The little girl with a blind eye and a baby in her arms looked at the camera with that expression of mixed expectation and resignation that comes quickly to refugees, especially refugee children. They have been blown about by the winds of disaster for so many long months and years in their short lives, they know so well that so many horrible things can happen, that they almost do not dare to hope. But they are children, so, still, they do.
It’s been more than three decades since this girl looked into the lens of my camera in a makeshift camp in Honduras. We were just across the border from the ferocious little guerrilla war that was raging in those days in the mountains of her home country, El Salvador, and she was one of the first refugees I ever met. I took the picture, and didn’t know what to say, and looked away. But I have seen that expression countless times since in Central America, in the Middle East and Southwest Asia, in Africa and in the Balkans.
Back in 1980, the United Nations High Commissioner for Refugees, somewhat selectively, counted 10 million people displaced by conflict or persecution. Since then, the definition of refugees and displaced people, and their number, has expanded to include some 40 million. In 2011, as a result of crises in Ivory Coast, Libya, Somalia, Sudan, and other countries, 4.3 million people were displaced. Of the total worldwide, about half get little or no international protection.
At least 7 million who fled to foreign countries have been refugees for more than five years, living in a state of permanent impermanence. Many who were refugee children have had their own children, and in some cases grandchildren, and on through the generations: all refugees. A single sprawling camp for Somalis in the remote Kenyan desert now has a population of 500,000, which is roughly the same as the city of Tucson, Ariz. Nearly 5 million Palestinians, who have a separate U.N. agency devoted to their needs, are in a class of displacement and hopelessness all their own.

══════════

**Set task A**
In the refugee essay, how many people did the United Nations High Commissioner for Refugees count as displaced by conflict or persecution in 1980?
**Set task B**
Arrange every line of the data rows below as a Markdown table with the columns Line and Content, leaving out blank lines.

Data records

══════════

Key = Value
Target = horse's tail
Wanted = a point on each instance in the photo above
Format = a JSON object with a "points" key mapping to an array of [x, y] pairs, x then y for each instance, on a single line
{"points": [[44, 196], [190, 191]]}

══════════

**Task response A**
10 million people.

**Task response B**
| Line | Content |
|---|---|
| 1 | Key = Value |
| 2 | Target = horse's tail |
| 3 | Wanted = a point on each instance in the photo above |
| 4 | Format = a JSON object with a "points" key mapping to an array of [x, y] pairs, x then y for each instance, on a single line |
| 5 | {"points": [[44, 196], [190, 191]]} |